-- Start of TEXT BLOCK --
Ms Mente continued to express her concerns, and said that while there might be unintended consequences, the government should not overlook the fact that SOEs were expected to release their financial statements and annual reports to the public. She pointed out that these entities were striving to appear competitive in the market and raise funds but were grappling with organisational and leadership issues. She argued that providing mechanisms without proper leadership and accountability in place would be ineffective. She highlighted the contradiction where these entities aimed to borrow money while facing internal problems that had not been addressed. She criticised the lack of intention to fix these internal issues, and the absence of effective leadership.
Minister Godongwana interrupted to seek clarification on whether the stated losses of SOEs had been entirely integrated into their financial statements, or if there were underlying structural issues contributing to these losses. He proposed that the matter might extend beyond mere financial losses, and could be linked to management and other structural elements that warranted attention. He then asked Mr Khan to offer additional elucidation on this matter.
Mr Khan provided additional clarification, underscoring the expectation that individuals appointed to oversee SOEs were tasked with presenting solutions to tackle the challenges. He acknowledged that the exemption in question had been granted over a year ago, with its primary objective being to grant SOEs a competitive edge in the market, particularly in light of their historical difficulties. He clarified that the exemption aimed to ensure transparency and accountability within the domain of irregular expenditure. One condition of the exemption was that SOEs were required to report the state of irregular expenditure to their boards and management. However, in some instances, boards did not take collective action to address these issues effectively. He also suggested that reporting to oversight bodies such as Parliament and the Scopa could be contemplated to elevate the importance of the information provided in the reports. In summary, he reiterated that the exemption was designed to offer a market advantage, but would not resolve all the multifaceted challenges confronting SOEs.
Ms Mente disagreed with Mr Khan's explanation, highlighting her concerns about the competence of certain individuals in key positions within the SOEs, and questioned how the exemptions and qualifications would help when there were fundamental issues, such as the inability to produce accurate financial statements. She pointed out specific issues in the bullet points within the presentation, including the qualification-related concerns. She argued that the individuals in charge of these institutions were incompetent, and questioned how the proposed solutions would address the underlying problems overall. She expressed scepticism about the effectiveness of the exemptions and qualifications in addressing the core issues within the SOEs, particularly when key financial information was lacking or inaccurate.
In his effort to assist the deliberations, the Chairperson stressed the importance of explaining the Transnet matter within its specific context, to avoid any misunderstanding among the Committee Members.
Mr Khan provided clarification, emphasising the distinction between the Transnet exemption and Instruction Note 4. He clarified that the Transnet exemption was governed by Section 92, whereas Instruction Note 4 focused on implementing a compliance framework for inclusion in the annual report. He stressed that Instruction 4 continued to be applicable to all state entities, including national and provincial departments, public entities, and others. Additionally, he noted that the specific exemption granted under Section 92 had a duration of three years. He acknowledged the importance of ongoing monitoring and evaluation to assess the effectiveness of these measures, and expressed agreement with the Chairperson's remarks regarding the underlying principles of the matter.
-- End of TEXT BLOCK --
-- Start of STORED DATA --
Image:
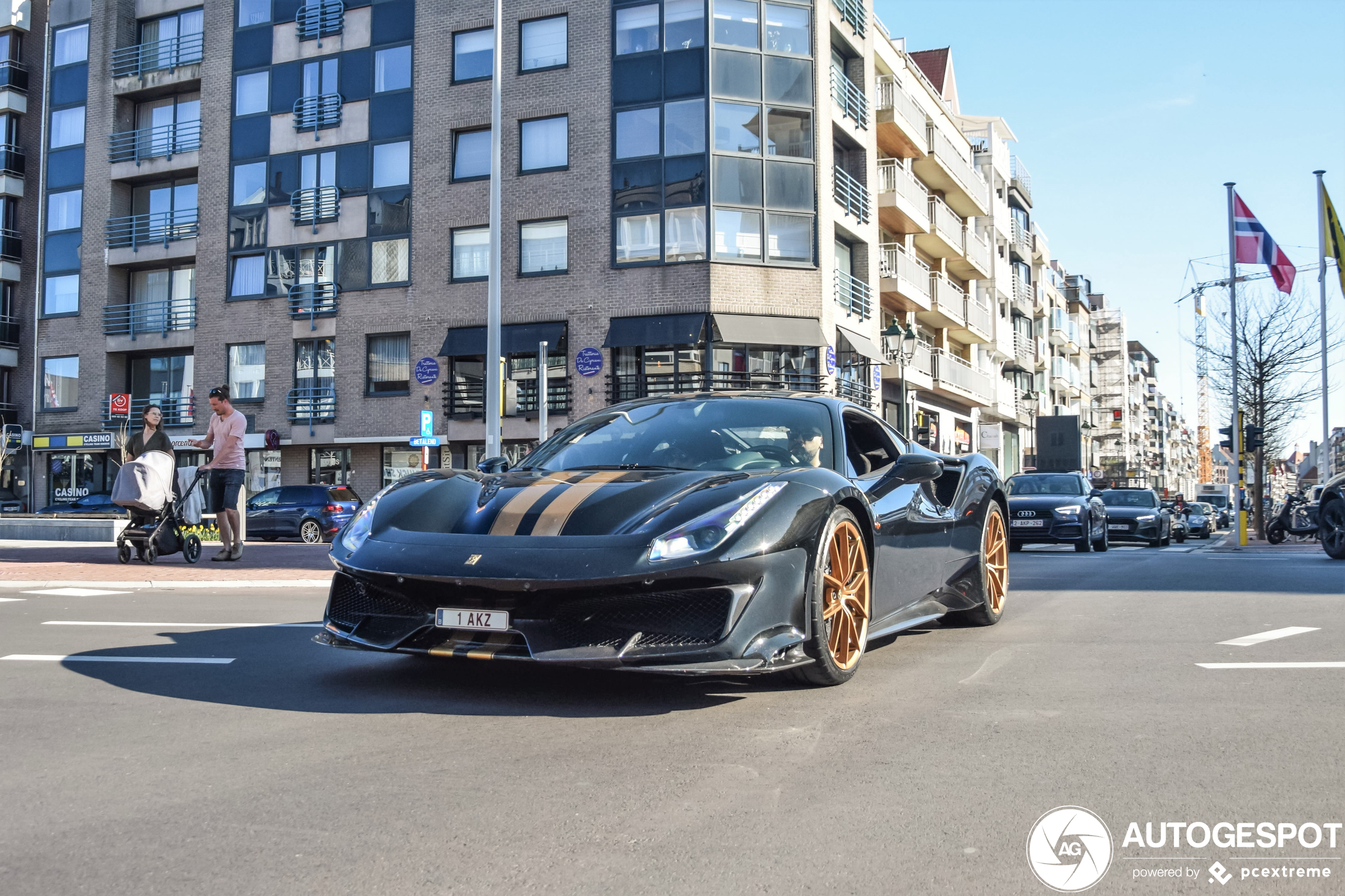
-- End of STORED DATA --
**BRIEF 1**
Output the committee report passage from "Mr Khan provided clarification, emphasising" up to and including "of the matter.".
**BRIEF 2**
In the committee report, how long did the specific exemption granted under Section 92 last?
**BRIEF 3**
Resume the committee report on state-owned entities after its final sentence.

**TASK ANSWER 1**
Mr Khan provided clarification, emphasising the distinction between the Transnet exemption and Instruction Note 4. He clarified that the Transnet exemption was governed by Section 92, whereas Instruction Note 4 focused on implementing a compliance framework for inclusion in the annual report. He stressed that Instruction 4 continued to be applicable to all state entities, including national and provincial departments, public entities, and others. Additionally, he noted that the specific exemption granted under Section 92 had a duration of three years. He acknowledged the importance of ongoing monitoring and evaluation to assess the effectiveness of these measures, and expressed agreement with the Chairperson's remarks regarding the underlying principles of the matter.

**TASK ANSWER 2**
Three years.

**TASK ANSWER 3**
Ms Mente reiterated her concerns about the financial outcomes, and highlighted the necessity of implementing a different set of rules to address the current circumstances. She said certain challenges, such as awaiting approvals, could result in significant delays during critical situations. She expressed her discontent with the existing approach, asserting that it failed to tackle the problem of incompetence, and may have severe repercussions for the country. She also advocated adopting more precise and targeted measures, rather than a broad exemption approach.
Mr S Somyo (ANC) started by expressing his concerns about the limitations of the proposed measures. He mentioned the need for compatibility, and asked about the specific criteria used to determine which entities were granted exemptions. He also highlighted the importance of assisting entities to move away from such exemptions and towards better financial management. He suggested that an assessment should be made to identify institutions failing to meet the standard of operation. He emphasised the need for transparency and accountability in the process. Finally, he questioned how the proposed measures would have incentivised performance and ensured accountability in the affected entities.
Mr Khan responded that the matter was currently undergoing deliberation within the Treasury. These discussions primarily revolved around determining the most effective model for reforming the use of deviations. The objective was to grant accounting officers the authority to make decisions that benefited their organisations, all the while upholding transparency and accountability through a well-defined reporting framework. He elaborated that prior experiences had highlighted challenges tied to decentralising deviations, which had resulted in corruption issues. Consequently, there was a shift toward centralising decision-making within the Treasury. However, this centralised approach sometimes led to delays in the decision-making process. Therefore, the ongoing conversation sought to strike a balance that empowers accounting officers without unfairly penalising contractors. These discussions represented a segment of ongoing reforms, and the dialogue would persist as they progressed toward introducing these reforms in Parliament.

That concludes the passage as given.